Exercise prompt>
Each record below should be repeated precisely as written.

Data provided>
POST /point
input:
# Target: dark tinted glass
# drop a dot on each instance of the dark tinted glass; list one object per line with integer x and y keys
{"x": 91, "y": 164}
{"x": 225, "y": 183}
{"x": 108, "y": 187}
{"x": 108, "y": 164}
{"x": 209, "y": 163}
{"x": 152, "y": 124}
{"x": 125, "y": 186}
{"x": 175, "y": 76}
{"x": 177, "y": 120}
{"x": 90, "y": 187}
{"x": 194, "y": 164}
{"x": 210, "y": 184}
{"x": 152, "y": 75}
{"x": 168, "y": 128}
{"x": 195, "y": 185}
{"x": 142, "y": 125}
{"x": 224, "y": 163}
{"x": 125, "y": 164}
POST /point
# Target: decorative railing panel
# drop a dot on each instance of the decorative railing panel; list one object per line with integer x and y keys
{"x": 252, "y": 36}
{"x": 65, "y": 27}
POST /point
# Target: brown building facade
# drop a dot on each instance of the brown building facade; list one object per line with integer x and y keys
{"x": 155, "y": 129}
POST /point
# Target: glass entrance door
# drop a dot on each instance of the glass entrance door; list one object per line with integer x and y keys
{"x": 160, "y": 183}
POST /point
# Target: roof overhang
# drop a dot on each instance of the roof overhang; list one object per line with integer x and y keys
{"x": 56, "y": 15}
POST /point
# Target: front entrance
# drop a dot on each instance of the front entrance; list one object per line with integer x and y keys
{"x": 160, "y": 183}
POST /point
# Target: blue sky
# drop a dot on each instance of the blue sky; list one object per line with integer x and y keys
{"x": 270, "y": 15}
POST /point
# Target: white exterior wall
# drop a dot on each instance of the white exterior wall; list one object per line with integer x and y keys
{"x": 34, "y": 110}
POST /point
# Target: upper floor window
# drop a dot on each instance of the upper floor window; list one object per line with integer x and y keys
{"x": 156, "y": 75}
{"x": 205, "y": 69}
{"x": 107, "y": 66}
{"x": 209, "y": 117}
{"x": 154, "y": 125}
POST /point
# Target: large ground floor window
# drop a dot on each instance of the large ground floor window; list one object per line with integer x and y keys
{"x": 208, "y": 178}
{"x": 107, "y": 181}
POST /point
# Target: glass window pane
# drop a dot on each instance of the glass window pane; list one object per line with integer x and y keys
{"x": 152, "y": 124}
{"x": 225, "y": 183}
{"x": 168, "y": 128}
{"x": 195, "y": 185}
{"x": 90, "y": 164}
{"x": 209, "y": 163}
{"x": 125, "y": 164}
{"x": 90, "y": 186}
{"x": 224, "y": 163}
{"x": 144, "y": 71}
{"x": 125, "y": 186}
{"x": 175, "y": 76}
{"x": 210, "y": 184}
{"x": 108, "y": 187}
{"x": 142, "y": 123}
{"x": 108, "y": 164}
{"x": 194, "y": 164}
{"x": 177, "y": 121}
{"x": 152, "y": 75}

Problem solution>
POST /point
input:
# Target: dark tinted glass
# drop a dot on each instance of the dark tinted glass; list one object per line with integer x and y keys
{"x": 91, "y": 164}
{"x": 225, "y": 183}
{"x": 108, "y": 187}
{"x": 108, "y": 164}
{"x": 209, "y": 163}
{"x": 152, "y": 124}
{"x": 125, "y": 186}
{"x": 175, "y": 76}
{"x": 177, "y": 120}
{"x": 90, "y": 187}
{"x": 194, "y": 164}
{"x": 210, "y": 184}
{"x": 152, "y": 75}
{"x": 168, "y": 128}
{"x": 195, "y": 185}
{"x": 142, "y": 125}
{"x": 224, "y": 163}
{"x": 125, "y": 164}
POST /point
# Target: decorative railing panel
# drop a dot on each instance of the decorative railing panel; list one object per line with integer x and y keys
{"x": 252, "y": 36}
{"x": 65, "y": 27}
POST /point
# Target: brown building facade
# drop a dot on each instance of the brown building facade; list one object per line with integer x and y keys
{"x": 155, "y": 129}
POST /point
# Target: glass entrance door
# drop a dot on each instance of the glass entrance door; list one object per line with integer x and y keys
{"x": 160, "y": 183}
POST /point
# Target: roof overhang
# drop a dot on each instance of the roof overhang; list one object per line with integer x and y keys
{"x": 56, "y": 15}
POST /point
# Target: front entrance
# drop a dot on each instance of the front entrance; list one object per line with integer x and y keys
{"x": 160, "y": 183}
POST /point
# Target: blue sky
# drop a dot on each instance of the blue sky; list one object per line with integer x and y keys
{"x": 270, "y": 15}
POST /point
# Target: white exterior wall
# drop a dot on each instance of the white exterior wall; list one object per line with integer x and y keys
{"x": 34, "y": 110}
POST /point
# Target: upper floor window
# drop a dot on each instance of the upper floor window; list one object per line with integer x and y keys
{"x": 156, "y": 75}
{"x": 205, "y": 69}
{"x": 107, "y": 66}
{"x": 209, "y": 117}
{"x": 154, "y": 125}
POST /point
# Target: large ground floor window
# drop a dot on each instance of the large ground floor window; list one object per line with integer x and y keys
{"x": 208, "y": 178}
{"x": 107, "y": 181}
POST /point
# Target: glass window pane
# drop a dot on each instance of the glass window pane; list one object per line with integer x and y keys
{"x": 152, "y": 124}
{"x": 225, "y": 183}
{"x": 168, "y": 128}
{"x": 195, "y": 185}
{"x": 90, "y": 164}
{"x": 209, "y": 163}
{"x": 125, "y": 164}
{"x": 90, "y": 186}
{"x": 224, "y": 163}
{"x": 144, "y": 71}
{"x": 125, "y": 186}
{"x": 175, "y": 76}
{"x": 210, "y": 184}
{"x": 108, "y": 187}
{"x": 142, "y": 123}
{"x": 108, "y": 164}
{"x": 194, "y": 164}
{"x": 177, "y": 121}
{"x": 152, "y": 75}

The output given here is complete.